## Begin Raw data
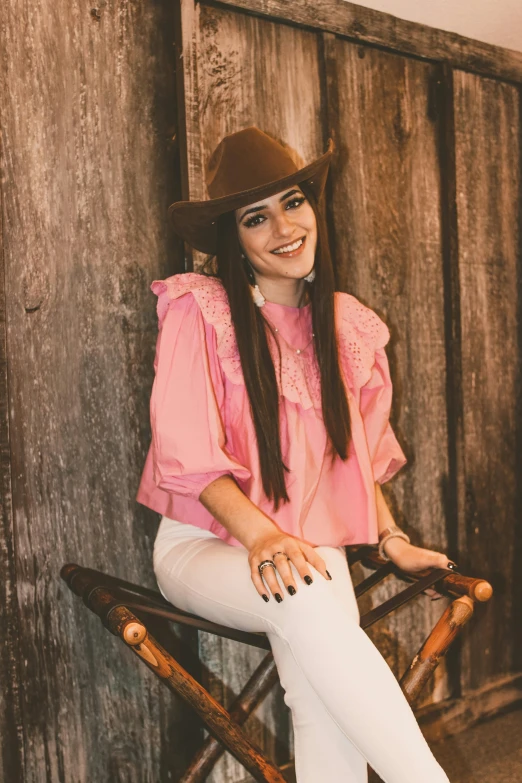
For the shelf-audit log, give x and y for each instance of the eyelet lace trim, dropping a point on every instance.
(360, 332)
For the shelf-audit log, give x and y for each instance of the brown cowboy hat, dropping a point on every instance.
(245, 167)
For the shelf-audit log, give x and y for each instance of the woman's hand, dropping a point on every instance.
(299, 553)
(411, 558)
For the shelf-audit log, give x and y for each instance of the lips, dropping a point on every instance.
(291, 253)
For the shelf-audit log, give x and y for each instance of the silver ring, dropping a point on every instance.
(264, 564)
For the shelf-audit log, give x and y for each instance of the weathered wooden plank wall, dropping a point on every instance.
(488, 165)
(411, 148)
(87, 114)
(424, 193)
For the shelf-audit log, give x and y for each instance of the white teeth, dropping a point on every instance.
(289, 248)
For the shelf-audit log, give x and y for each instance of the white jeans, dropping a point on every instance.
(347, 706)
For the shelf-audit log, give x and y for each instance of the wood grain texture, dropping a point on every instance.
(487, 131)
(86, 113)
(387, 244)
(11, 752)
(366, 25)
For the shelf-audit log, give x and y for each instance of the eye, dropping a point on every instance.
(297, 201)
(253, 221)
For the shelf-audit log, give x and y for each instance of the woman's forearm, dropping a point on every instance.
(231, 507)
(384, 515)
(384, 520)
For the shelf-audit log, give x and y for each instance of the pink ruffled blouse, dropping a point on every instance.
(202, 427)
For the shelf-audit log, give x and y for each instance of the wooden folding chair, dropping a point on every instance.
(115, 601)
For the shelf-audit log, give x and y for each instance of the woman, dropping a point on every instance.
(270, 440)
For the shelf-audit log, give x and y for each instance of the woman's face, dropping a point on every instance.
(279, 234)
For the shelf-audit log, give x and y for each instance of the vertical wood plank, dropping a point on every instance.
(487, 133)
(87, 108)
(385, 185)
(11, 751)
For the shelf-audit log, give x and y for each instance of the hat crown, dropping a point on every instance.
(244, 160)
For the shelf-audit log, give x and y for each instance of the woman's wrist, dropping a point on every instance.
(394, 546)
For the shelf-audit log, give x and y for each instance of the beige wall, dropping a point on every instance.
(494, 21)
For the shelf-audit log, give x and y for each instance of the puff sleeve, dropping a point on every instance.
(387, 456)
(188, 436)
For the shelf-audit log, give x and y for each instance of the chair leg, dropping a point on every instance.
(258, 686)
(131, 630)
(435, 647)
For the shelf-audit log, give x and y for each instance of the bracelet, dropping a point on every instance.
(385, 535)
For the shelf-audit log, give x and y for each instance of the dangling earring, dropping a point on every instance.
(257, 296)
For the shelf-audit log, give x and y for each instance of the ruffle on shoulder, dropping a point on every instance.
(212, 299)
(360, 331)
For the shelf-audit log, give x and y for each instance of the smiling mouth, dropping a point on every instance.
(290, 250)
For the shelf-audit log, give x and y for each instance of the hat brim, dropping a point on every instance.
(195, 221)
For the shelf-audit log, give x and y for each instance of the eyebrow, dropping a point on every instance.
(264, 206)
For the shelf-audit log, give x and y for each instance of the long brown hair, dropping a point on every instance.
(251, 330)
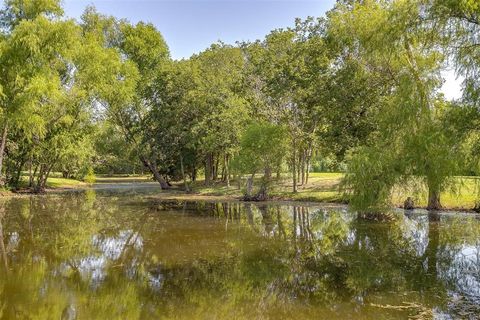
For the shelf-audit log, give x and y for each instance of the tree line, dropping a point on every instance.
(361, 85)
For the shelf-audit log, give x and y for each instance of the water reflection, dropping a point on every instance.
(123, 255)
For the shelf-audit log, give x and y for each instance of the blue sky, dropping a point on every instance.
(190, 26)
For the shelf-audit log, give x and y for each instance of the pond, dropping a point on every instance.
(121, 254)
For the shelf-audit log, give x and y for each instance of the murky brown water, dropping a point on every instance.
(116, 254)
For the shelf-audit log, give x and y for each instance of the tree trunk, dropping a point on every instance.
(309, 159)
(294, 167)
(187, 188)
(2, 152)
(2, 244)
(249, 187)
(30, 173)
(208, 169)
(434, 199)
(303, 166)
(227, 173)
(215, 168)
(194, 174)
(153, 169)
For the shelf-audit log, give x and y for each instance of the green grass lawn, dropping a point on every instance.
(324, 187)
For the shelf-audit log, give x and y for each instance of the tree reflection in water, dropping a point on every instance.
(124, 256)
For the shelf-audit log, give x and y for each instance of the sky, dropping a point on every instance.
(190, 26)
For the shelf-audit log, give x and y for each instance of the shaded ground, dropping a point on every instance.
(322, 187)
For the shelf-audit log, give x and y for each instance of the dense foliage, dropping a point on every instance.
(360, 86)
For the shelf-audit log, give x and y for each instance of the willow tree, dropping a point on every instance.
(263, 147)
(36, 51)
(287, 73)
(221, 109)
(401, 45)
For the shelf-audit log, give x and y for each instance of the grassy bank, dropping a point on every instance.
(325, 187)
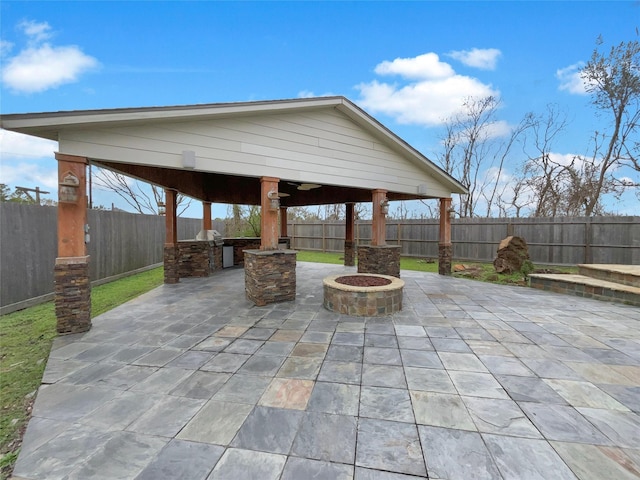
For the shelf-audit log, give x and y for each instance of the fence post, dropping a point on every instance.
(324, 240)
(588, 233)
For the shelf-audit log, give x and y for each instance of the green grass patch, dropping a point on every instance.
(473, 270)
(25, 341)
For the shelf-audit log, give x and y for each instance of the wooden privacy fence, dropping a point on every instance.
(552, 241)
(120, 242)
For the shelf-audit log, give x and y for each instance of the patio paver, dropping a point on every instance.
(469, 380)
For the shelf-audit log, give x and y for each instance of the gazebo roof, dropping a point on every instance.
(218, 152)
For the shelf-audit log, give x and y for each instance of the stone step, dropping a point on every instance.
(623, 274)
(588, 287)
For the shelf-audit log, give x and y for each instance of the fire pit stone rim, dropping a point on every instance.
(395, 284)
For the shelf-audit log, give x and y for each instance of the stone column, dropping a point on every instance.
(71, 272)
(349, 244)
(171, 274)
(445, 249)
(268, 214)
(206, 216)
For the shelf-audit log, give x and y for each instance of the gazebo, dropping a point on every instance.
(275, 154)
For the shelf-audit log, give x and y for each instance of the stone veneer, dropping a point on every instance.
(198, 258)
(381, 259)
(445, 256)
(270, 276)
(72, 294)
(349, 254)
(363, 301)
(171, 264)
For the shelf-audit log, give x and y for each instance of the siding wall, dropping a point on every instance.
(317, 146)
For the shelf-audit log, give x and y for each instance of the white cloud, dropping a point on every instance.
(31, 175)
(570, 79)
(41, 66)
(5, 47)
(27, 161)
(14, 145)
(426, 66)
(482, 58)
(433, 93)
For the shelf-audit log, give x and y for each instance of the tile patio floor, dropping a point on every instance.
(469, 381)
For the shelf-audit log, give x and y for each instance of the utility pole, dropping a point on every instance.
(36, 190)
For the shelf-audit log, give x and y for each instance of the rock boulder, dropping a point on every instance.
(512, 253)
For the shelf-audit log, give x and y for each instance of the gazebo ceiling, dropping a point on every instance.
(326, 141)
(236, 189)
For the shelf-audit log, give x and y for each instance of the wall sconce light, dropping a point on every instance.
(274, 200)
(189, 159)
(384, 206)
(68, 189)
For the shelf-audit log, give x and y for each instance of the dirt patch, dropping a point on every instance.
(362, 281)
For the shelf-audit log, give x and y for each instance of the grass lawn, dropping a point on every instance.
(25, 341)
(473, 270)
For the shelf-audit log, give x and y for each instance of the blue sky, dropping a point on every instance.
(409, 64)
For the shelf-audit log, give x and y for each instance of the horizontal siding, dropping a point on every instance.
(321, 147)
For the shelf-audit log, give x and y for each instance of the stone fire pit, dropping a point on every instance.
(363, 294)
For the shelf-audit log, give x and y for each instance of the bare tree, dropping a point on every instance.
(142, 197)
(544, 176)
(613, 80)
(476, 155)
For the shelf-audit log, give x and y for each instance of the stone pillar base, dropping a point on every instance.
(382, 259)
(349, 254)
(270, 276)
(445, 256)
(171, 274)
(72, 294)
## End Raw data
Directions. Write the full listing out again with every line unchanged, but include no pictures.

Complete response.
For the shelf-audit log, give x and y for each instance of the eyelet lace trim, dropping a point on every instance.
(360, 332)
For the shelf-audit log, give x and y for each instance of the brown cowboy hat, dropping a point on every instance.
(245, 167)
For the shelf-audit log, give x and y for each instance of the woman's hand, dropping a point on every instance.
(299, 553)
(411, 558)
For the shelf-audit log, give x and y for each instance of the lips, dropping a point on every instance.
(291, 253)
For the shelf-audit log, give x and y for each instance of the silver ring, dropping a point on every instance.
(264, 564)
For the shelf-audit log, give x and y for each instance of the weathered wooden plank wall, dropping a point on every instance.
(488, 165)
(411, 148)
(87, 114)
(424, 193)
For the shelf-audit log, give x and y for each instance of the white teeth, dropping a point on every instance.
(289, 248)
For the shelf-audit log, give x and y for each instance of the white jeans, dropping a point on every instance.
(347, 706)
For the shelf-audit log, give x and y for each instance of the wood grain texture, dropping a point on every instance.
(487, 131)
(86, 113)
(387, 244)
(11, 752)
(366, 25)
For the shelf-audit log, give x and y for each instance of the eye, dropping a point on every instance.
(297, 201)
(253, 221)
For the shelf-audit log, give x and y for each instance of the woman's forearm, dropping a point on every instance.
(231, 507)
(384, 515)
(384, 520)
For the shelf-audit log, give x and y for each instance of the pink ruffled blouse, dropping a point on every instance.
(202, 427)
For the shelf-audit log, give x and y for each instance of the wooden folding chair, dropping a point on every instance.
(115, 601)
For the shelf-audit log, give x and y for each instance of the woman, dropping a point on every instance.
(270, 440)
For the shelf-audit log, give x and y for each instance of the woman's face, dropping a point on every instance.
(279, 234)
For the shelf-audit log, give x and y for each instance of the vertical wood plank, dropping a point on every instance.
(487, 133)
(87, 108)
(385, 185)
(11, 751)
For the shelf-audit log, give x and y for each instance of the hat crown, dropping a point on every instance.
(244, 160)
For the shelf-audit log, give x and y for each instance of the woman's wrist, dropping a point on every instance.
(394, 546)
For the shelf-audit log, give x and y for each instance of the beige wall, dropping a point on every instance.
(494, 21)
For the shelf-audit log, give x and y for each instance of the puff sleeve, dropping a point on every instance.
(387, 456)
(188, 436)
For the shelf-audit log, give x and y for each instance of the chair leg, dropping a point on every instance.
(258, 686)
(131, 630)
(435, 647)
For the shelf-audit log, give x and y for each instance of the bracelet, dropping a point on every instance.
(385, 535)
For the shelf-audit log, give x and y for each instance of the dangling earring, dropping a point on every instance.
(257, 296)
For the shelf-audit log, give x and y for each instance of the ruffle on shoulder, dropping a point on every instance.
(212, 299)
(360, 331)
For the shelf-audit log, give x and y for each instance of the smiling mouth, dropping a point on every instance.
(290, 250)
For the shelf-audit log, give x and y for each instance of the hat brim, dropping a point on every instance.
(195, 221)
For the shelf-audit log, give x and y for each instance of the eyebrow, dropping a point on every instance.
(264, 206)
For the shelf-audit log, give x and y for each instance of the long brown hair, dropping a point on every instance.
(251, 330)
For the shelf-audit log, give x and y for each instance of the tree line, dropping a point on every instance.
(361, 85)
For the shelf-audit log, give x and y for each instance of the water reflection, dropping a point on every instance.
(123, 255)
For the shelf-audit log, give x and y for each instance of the blue sky, dropping a point on every instance.
(190, 26)
For the shelf-audit log, give x and y for each instance of the pond, dropping a point on every instance.
(121, 254)
For the shelf-audit log, give x and y for each instance of the murky brown water, dropping a point on every instance.
(116, 254)
For the shelf-audit log, give x and y for each instance of the tree trunk, dropping a point on every instance.
(309, 159)
(294, 167)
(187, 188)
(2, 152)
(2, 244)
(249, 187)
(30, 173)
(208, 169)
(434, 199)
(303, 166)
(227, 173)
(215, 168)
(194, 174)
(153, 169)
For the shelf-audit log, give x and y for each instance of the green grass lawn, dropping a point on every instance.
(324, 187)
For the shelf-audit log, give x and y for each instance of the tree reflection in water, dropping a point on every instance.
(124, 256)
For the shelf-audit log, give x and y for each instance of the sky, dropping a point on every instance.
(190, 26)
For the shelf-audit log, give x and y for each instance of the shaded ground, dropping a point on every instance.
(322, 187)
For the shelf-audit log, give x and y for each instance of the dense foliage, dropping a point on every instance.
(360, 86)
For the shelf-audit log, give x and y for each instance of the willow tree, dropping a point on every instance.
(263, 147)
(36, 51)
(287, 73)
(221, 109)
(401, 45)
For the shelf-audit log, give x and y for each instance of the grassy bank, dropping a point on every instance.
(325, 187)
For the shelf-audit log, give x and y for each instance of the fence post, dropping a point on every instance.
(324, 240)
(588, 233)
For the shelf-audit log, give x and y for each instance of the green grass patch, dropping a point on every instance.
(473, 270)
(25, 341)
For the shelf-audit log, give x and y for each instance of the wooden privacy fence, dropping a point on every instance.
(552, 241)
(120, 242)
For the shelf-audit log, give x and y for each instance of the patio paver, dropping a point on every instance.
(469, 380)
For the shelf-audit log, give x and y for each instance of the gazebo roof, dropping a point on every instance.
(218, 152)
For the shelf-audit log, give x and y for each instance of the stone step, dropping a point on every instance.
(623, 274)
(588, 287)
For the shelf-audit log, give x and y for each instance of the fire pit stone rim, dropping a point on every instance.
(395, 284)
For the shelf-audit log, give x and y for each instance of the stone column, dropping a point on every instance.
(71, 272)
(349, 244)
(171, 274)
(445, 249)
(268, 214)
(206, 216)
For the shelf-audit log, give x and y for each instance of the gazebo, dropping a point on every instance.
(275, 154)
For the shelf-audit log, give x and y for each instance of the stone veneer, dropping a point on every instance.
(198, 258)
(381, 259)
(445, 256)
(270, 276)
(72, 294)
(349, 254)
(363, 301)
(171, 264)
For the shelf-audit log, give x and y for each instance of the siding wall, dropping a point on every instance.
(317, 146)
For the shelf-audit log, give x and y for each instance of the white cloud, dropping a point on every instance.
(31, 175)
(570, 79)
(41, 66)
(5, 47)
(27, 161)
(14, 145)
(426, 66)
(482, 58)
(433, 93)
For the shelf-audit log, give x and y for each instance of the tile patio floor, dropping a point on every instance.
(469, 381)
For the shelf-audit log, give x and y for each instance of the utility pole, dropping a point on every instance.
(36, 190)
For the shelf-audit log, give x and y for each instance of the rock boulder, dropping a point on every instance.
(512, 253)
For the shelf-audit log, give x and y for each instance of the gazebo ceiling, dropping a point on every instance.
(326, 141)
(236, 189)
For the shelf-audit log, give x and y for each instance of the wall sconce light, dropping a point on every instance.
(274, 200)
(189, 159)
(384, 206)
(68, 189)
For the shelf-audit log, give x and y for each instance of the dirt patch, dropping a point on every instance.
(362, 281)
For the shelf-audit log, give x and y for each instance of the grass lawn, dropping a point on every instance.
(25, 341)
(473, 270)
For the shelf-audit log, give x and y for each instance of the blue sky, dropping a point on every instance.
(409, 64)
For the shelf-audit log, give x and y for each instance of the horizontal siding, dropping a point on every instance.
(321, 147)
For the shelf-audit log, give x and y for each instance of the stone fire pit, dropping a point on every instance.
(363, 294)
For the shelf-audit log, give x and y for each instance of the bare tree, dropping a point on every instance.
(142, 197)
(544, 176)
(613, 80)
(476, 155)
For the shelf-audit log, give x and y for each instance of the stone pillar base, dropping a point on every instance.
(382, 259)
(349, 254)
(270, 276)
(445, 256)
(171, 274)
(72, 294)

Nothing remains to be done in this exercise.